* **BRANO DI TESTO**
- - - - -

Covid a Como, solo a giugno
la strage si è fermata

In tre mesi almeno ottocento comaschi hanno perso la vita a causa del virus: il 25% in più dei dati ufficiali. Quasi raddoppiati i decessi in città ad aprile, il mese nero delle Rsa. Erba quasi indenne a marzo, poi vittime triplicate

Bisogna per forza trovare un dato positivo, nell’ultima cascata di dati resi noti dall’Istat sulla mortalità nel primo semestre di questo tragico 2020. E il dato positivo è che a giugno la strage dovuta al Covid, che ha colpito drammaticamente anche una provincia tutto sommato risparmiata dal virus, si è fermata. Rispetto alla media dei cinque anni precedenti, infatti, il numero di lutti registrati nel Comasco è quasi invariato: 9 casi in più, appena il 2%, ovvero uno scostamento assolutamente fisiologico. Al di là dei dati ufficiali, che com’è noto intercettano solo una parte (ancorché maggioritaria) dello tsunami che si è abbattuto sulla Lombardia lo scorso inverno, anche la statistica conferma che il Covid ha smesso di uccidere.

La progressione del virus

In alcuni comuni, in realtà, ha smesso di essere letale già da maggio: a Como città, ad esempio (un decesso in meno a maggio, uno in più a giugno rispetto alla media dei cinque anni precedenti); in altri centri, invece, l’onda lunga si è fatta sentire anche dopo: a Erba, in particolare, rimasta quasi indenne fino a marzo (nei primi tre mesi dell’anno nessuno scostamento rispetto al periodo 2015-2019) poi ad aprile decessi triplicati e ancora a maggio +55%.

Interessante l’analisi della progressione della mortalità in base alle zone. Ad esempio, come detto, nell’Erbese (con l’eccezione di Canzo, a causa di una Rsa tra le prime a essere colpite) il virus ha cominciato a mietere le sue vittime solo da aprile. In Brianza, invece, si spostato verso il Nord colpendo prima Mariano Comense (a marzo 22 decessi più che raddoppiati, ad aprile il 60% in più) per poi spostarsi su Cantù. Qui è aprile il mese in assoluto più tragico con il numero di funerali più che raddoppiato e numeri più alti anche nel mese di maggio.

- - - - -

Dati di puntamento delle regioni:
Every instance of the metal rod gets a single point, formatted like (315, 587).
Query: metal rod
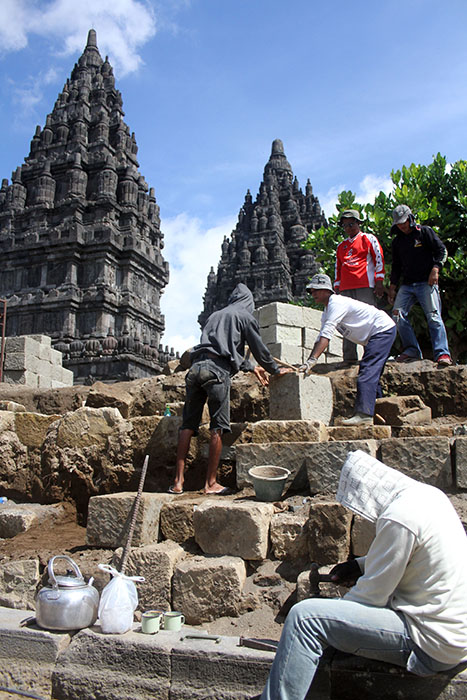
(137, 500)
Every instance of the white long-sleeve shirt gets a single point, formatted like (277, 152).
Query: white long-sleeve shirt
(417, 563)
(353, 319)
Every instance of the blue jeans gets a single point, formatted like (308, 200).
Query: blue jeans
(374, 358)
(363, 630)
(429, 299)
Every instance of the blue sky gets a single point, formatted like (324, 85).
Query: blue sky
(352, 89)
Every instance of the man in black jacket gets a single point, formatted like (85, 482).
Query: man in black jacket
(220, 355)
(418, 255)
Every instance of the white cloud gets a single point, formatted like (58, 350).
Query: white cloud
(367, 190)
(122, 26)
(191, 252)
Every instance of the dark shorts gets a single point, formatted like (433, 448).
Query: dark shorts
(207, 380)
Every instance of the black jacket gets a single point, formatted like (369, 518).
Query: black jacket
(228, 330)
(414, 254)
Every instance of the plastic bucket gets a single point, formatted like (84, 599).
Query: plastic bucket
(268, 481)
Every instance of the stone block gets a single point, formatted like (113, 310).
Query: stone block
(25, 378)
(156, 562)
(15, 519)
(205, 670)
(88, 426)
(206, 588)
(460, 462)
(403, 410)
(44, 381)
(358, 678)
(239, 529)
(115, 667)
(43, 353)
(26, 344)
(18, 583)
(292, 354)
(362, 535)
(7, 420)
(356, 432)
(324, 462)
(296, 397)
(279, 313)
(44, 340)
(176, 520)
(284, 431)
(56, 357)
(426, 459)
(328, 532)
(109, 518)
(28, 655)
(290, 335)
(288, 534)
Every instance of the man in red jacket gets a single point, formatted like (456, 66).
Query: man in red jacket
(359, 272)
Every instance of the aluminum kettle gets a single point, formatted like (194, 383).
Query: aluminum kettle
(68, 603)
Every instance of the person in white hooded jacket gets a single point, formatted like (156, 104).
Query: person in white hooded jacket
(409, 603)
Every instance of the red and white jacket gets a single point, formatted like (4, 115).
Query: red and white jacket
(359, 262)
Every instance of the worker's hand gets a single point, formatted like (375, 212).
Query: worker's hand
(391, 293)
(308, 367)
(346, 574)
(379, 289)
(434, 277)
(261, 375)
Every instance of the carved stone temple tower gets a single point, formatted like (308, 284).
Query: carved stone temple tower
(264, 248)
(80, 236)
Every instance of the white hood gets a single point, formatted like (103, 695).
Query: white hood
(367, 486)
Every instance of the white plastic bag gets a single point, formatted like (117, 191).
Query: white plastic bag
(118, 602)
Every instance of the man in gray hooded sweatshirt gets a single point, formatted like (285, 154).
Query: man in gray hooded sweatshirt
(409, 604)
(219, 355)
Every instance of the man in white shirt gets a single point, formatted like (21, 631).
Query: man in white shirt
(409, 604)
(362, 324)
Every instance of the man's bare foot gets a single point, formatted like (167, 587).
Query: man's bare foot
(217, 490)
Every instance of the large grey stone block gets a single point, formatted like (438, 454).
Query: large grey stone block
(460, 461)
(426, 459)
(109, 518)
(27, 655)
(328, 532)
(114, 667)
(292, 354)
(240, 529)
(284, 431)
(288, 535)
(206, 588)
(280, 313)
(296, 397)
(156, 562)
(282, 334)
(324, 462)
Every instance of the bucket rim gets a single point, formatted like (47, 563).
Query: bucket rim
(285, 472)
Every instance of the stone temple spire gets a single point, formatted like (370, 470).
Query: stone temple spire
(271, 230)
(80, 234)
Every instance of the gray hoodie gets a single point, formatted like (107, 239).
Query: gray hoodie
(228, 330)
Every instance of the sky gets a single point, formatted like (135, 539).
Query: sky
(353, 89)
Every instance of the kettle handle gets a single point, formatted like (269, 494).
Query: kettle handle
(50, 568)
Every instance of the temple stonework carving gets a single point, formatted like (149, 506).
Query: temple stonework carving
(80, 235)
(264, 249)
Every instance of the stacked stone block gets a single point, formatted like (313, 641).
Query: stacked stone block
(290, 332)
(31, 361)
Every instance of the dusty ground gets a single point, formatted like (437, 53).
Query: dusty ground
(269, 594)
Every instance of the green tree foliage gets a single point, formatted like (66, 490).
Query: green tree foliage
(437, 195)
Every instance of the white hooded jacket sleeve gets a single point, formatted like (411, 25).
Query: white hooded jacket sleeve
(384, 565)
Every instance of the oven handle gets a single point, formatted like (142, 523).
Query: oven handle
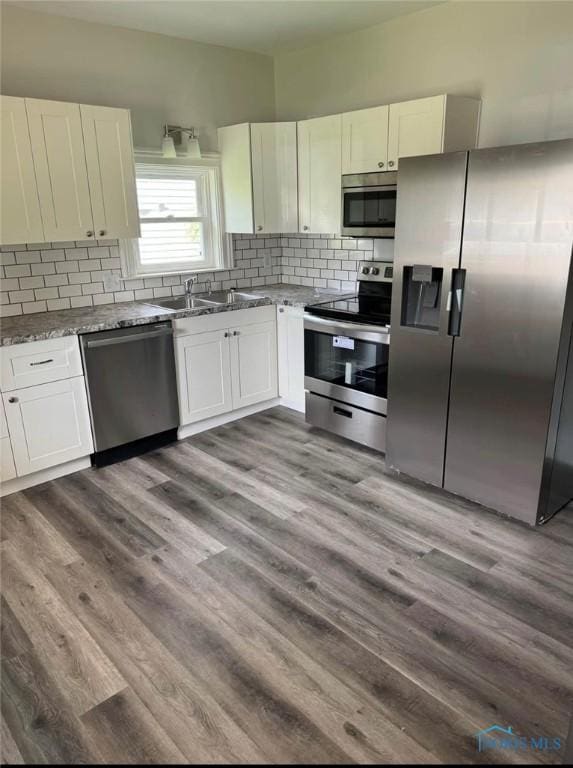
(355, 330)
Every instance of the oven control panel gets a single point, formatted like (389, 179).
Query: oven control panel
(377, 271)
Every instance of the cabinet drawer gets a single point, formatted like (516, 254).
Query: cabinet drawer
(24, 365)
(7, 468)
(220, 321)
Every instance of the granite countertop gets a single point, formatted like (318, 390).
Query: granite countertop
(69, 322)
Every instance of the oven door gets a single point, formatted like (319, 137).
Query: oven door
(369, 211)
(347, 362)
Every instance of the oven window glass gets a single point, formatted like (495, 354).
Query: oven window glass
(351, 363)
(370, 208)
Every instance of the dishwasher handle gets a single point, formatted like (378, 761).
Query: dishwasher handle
(92, 343)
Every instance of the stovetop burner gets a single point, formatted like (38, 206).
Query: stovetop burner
(371, 304)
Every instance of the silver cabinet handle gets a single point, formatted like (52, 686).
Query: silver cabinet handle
(43, 362)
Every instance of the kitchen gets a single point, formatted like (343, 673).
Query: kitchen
(243, 319)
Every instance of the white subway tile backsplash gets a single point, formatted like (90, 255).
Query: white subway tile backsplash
(81, 301)
(54, 276)
(34, 306)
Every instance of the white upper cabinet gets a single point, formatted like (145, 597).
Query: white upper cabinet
(111, 172)
(365, 140)
(61, 173)
(20, 218)
(66, 172)
(432, 125)
(273, 156)
(258, 164)
(319, 171)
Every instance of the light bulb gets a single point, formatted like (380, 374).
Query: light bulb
(193, 148)
(168, 147)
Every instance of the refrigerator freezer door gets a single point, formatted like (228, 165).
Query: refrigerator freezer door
(428, 235)
(518, 235)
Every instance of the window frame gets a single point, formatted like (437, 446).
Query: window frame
(216, 239)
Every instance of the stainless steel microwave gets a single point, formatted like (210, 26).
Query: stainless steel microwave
(369, 204)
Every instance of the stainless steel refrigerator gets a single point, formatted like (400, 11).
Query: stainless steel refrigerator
(480, 391)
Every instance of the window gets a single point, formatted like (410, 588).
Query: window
(180, 220)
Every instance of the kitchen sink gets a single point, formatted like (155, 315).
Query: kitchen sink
(216, 298)
(230, 297)
(184, 302)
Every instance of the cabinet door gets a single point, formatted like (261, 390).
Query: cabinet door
(365, 140)
(49, 424)
(290, 344)
(319, 171)
(111, 171)
(415, 128)
(59, 160)
(20, 218)
(254, 363)
(273, 154)
(7, 467)
(235, 149)
(203, 375)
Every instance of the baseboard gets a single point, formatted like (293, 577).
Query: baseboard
(43, 476)
(225, 418)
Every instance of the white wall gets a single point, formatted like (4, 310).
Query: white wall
(517, 56)
(161, 79)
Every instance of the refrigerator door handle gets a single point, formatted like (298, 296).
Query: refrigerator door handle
(455, 301)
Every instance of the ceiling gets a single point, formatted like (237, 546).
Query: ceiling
(265, 26)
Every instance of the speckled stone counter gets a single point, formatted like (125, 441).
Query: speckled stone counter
(68, 322)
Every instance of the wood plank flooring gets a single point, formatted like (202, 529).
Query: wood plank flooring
(267, 593)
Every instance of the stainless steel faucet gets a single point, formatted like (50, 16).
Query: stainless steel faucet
(188, 284)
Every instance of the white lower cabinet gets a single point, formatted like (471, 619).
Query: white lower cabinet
(225, 362)
(49, 424)
(254, 363)
(204, 375)
(290, 336)
(7, 467)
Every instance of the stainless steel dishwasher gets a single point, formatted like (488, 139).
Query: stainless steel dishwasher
(132, 390)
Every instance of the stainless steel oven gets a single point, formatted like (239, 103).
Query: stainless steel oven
(369, 204)
(346, 378)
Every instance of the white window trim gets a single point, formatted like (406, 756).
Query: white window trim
(129, 248)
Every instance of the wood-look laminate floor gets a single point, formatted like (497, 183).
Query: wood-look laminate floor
(265, 593)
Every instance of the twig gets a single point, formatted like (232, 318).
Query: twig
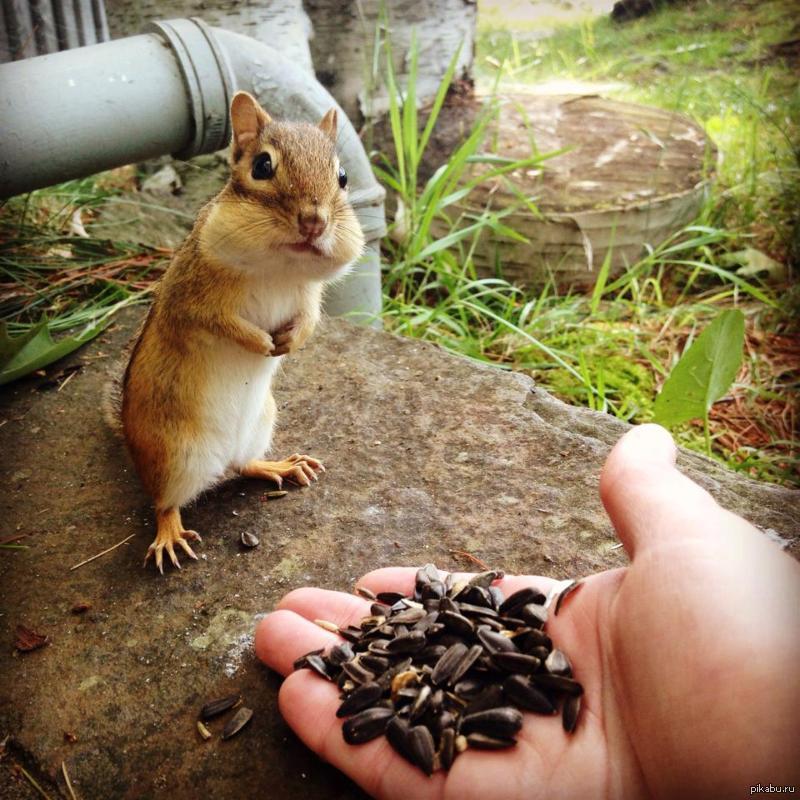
(68, 781)
(103, 553)
(470, 557)
(33, 783)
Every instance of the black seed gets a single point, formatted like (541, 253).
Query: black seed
(535, 615)
(217, 707)
(470, 657)
(357, 673)
(389, 598)
(516, 662)
(524, 694)
(319, 665)
(530, 594)
(456, 623)
(447, 748)
(562, 596)
(363, 697)
(447, 664)
(559, 682)
(490, 697)
(407, 643)
(495, 642)
(501, 723)
(341, 653)
(558, 664)
(482, 742)
(486, 579)
(469, 687)
(366, 725)
(351, 633)
(421, 749)
(373, 663)
(397, 734)
(237, 722)
(570, 712)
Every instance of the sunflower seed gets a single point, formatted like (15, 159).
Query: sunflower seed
(524, 694)
(237, 722)
(217, 707)
(360, 698)
(421, 748)
(366, 725)
(570, 712)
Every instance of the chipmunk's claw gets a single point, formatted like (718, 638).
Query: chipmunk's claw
(170, 533)
(296, 468)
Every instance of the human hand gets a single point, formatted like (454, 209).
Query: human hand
(687, 658)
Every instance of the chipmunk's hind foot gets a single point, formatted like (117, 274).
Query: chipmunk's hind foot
(169, 533)
(296, 468)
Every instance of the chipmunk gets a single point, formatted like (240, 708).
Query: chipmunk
(243, 290)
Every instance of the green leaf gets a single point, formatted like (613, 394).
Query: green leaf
(704, 372)
(38, 349)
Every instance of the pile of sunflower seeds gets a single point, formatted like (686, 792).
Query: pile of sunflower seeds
(449, 668)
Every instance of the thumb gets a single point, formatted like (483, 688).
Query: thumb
(646, 497)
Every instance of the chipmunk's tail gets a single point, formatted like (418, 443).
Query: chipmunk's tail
(112, 397)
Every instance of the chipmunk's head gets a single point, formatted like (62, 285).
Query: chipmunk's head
(287, 195)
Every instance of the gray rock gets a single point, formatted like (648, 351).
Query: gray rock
(427, 454)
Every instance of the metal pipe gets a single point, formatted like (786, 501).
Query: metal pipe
(74, 113)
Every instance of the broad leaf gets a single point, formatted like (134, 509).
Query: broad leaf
(36, 349)
(704, 372)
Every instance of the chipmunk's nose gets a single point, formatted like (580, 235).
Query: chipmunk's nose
(311, 222)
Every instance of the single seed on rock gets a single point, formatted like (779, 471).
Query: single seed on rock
(360, 698)
(525, 695)
(366, 725)
(570, 712)
(217, 707)
(421, 748)
(237, 722)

- - - - -

* **ESERCIZI DA SVOLGERE**
1. Rispondi in base all'articolo sul Covid a Como:
(a) Di quanti casi sono aumentati i lutti nel Comasco a giugno rispetto alla media dei cinque anni precedenti?
(b) Di quanto sono cresciuti i decessi a Erba a maggio?
(c) Quale comune dell'Erbese fa eccezione, e per quale motivo?
2. Modifica il passo dell'articolo sul Covid a Como da "Bisogna per forza" a "smesso di uccidere.", sostituendo "provincia" con "zona".
3. Prosegui l'articolo sul Covid a Como dopo l'ultima frase riportata.

* **RISULTATI**
1.
(a) 9 casi in più, appena il 2%.
(b) +55%.
(c) Canzo, a causa di una Rsa tra le prime a essere colpite.

2.
Bisogna per forza trovare un dato positivo, nell’ultima cascata di dati resi noti dall’Istat sulla mortalità nel primo semestre di questo tragico 2020. E il dato positivo è che a giugno la strage dovuta al Covid, che ha colpito drammaticamente anche una zona tutto sommato risparmiata dal virus, si è fermata. Rispetto alla media dei cinque anni precedenti, infatti, il numero di lutti registrati nel Comasco è quasi invariato: 9 casi in più, appena il 2%, ovvero uno scostamento assolutamente fisiologico. Al di là dei dati ufficiali, che com’è noto intercettano solo una parte (ancorché maggioritaria) dello tsunami che si è abbattuto sulla Lombardia lo scorso inverno, anche la statistica conferma che il Covid ha smesso di uccidere.

3.
Aprile è anche il mese nero per le Rsa. E a dimostrarlo, anche in questo caso, c’è la progressione della mortalità per zone. Ad Albese a marzo c’era stato un morto in meno, rispetto agli anni precedenti. Ad aprile 12 in più (triplicati). Anche ad Asso i decessi sono praticamente triplicati ad aprile, così come a Beregazzo con Figliaro dove i morti sono addirittura quintuplicati a causa della strage all’interno della Rsa ospitata nel paese. Nell’Olgiatese in generale il virus ha colpito in ritardo rispetto altre zone della provincia: a Olgiate Comasco, ad esempio, a febbraio e marzo si sono registrati complessivamente 2 decessi in più, tra aprile e giugno siamo a 16 in più (numeri raddoppiati ad aprile, +60% a maggio e +55% ancora a giugno). Per contro sul lago l’ondata si è sentita prima: in Tremezzina a marzo decessi più che quintuplicati.

Gli anziani

Ovviamente i dati resi noti dall’Istat confermano che la fascia d’età che più di tutte ha pagato con la vita l’ondata del virus è quella dei pensionati. Il 90% dei decessi in più registrati quest’anno rispetto alla media dei cinque precedenti coinvolge la fascia d’età degli over 65 anni. Nel primo semestre dell’anno 2 pensionati ogni cento hanno perso la vita.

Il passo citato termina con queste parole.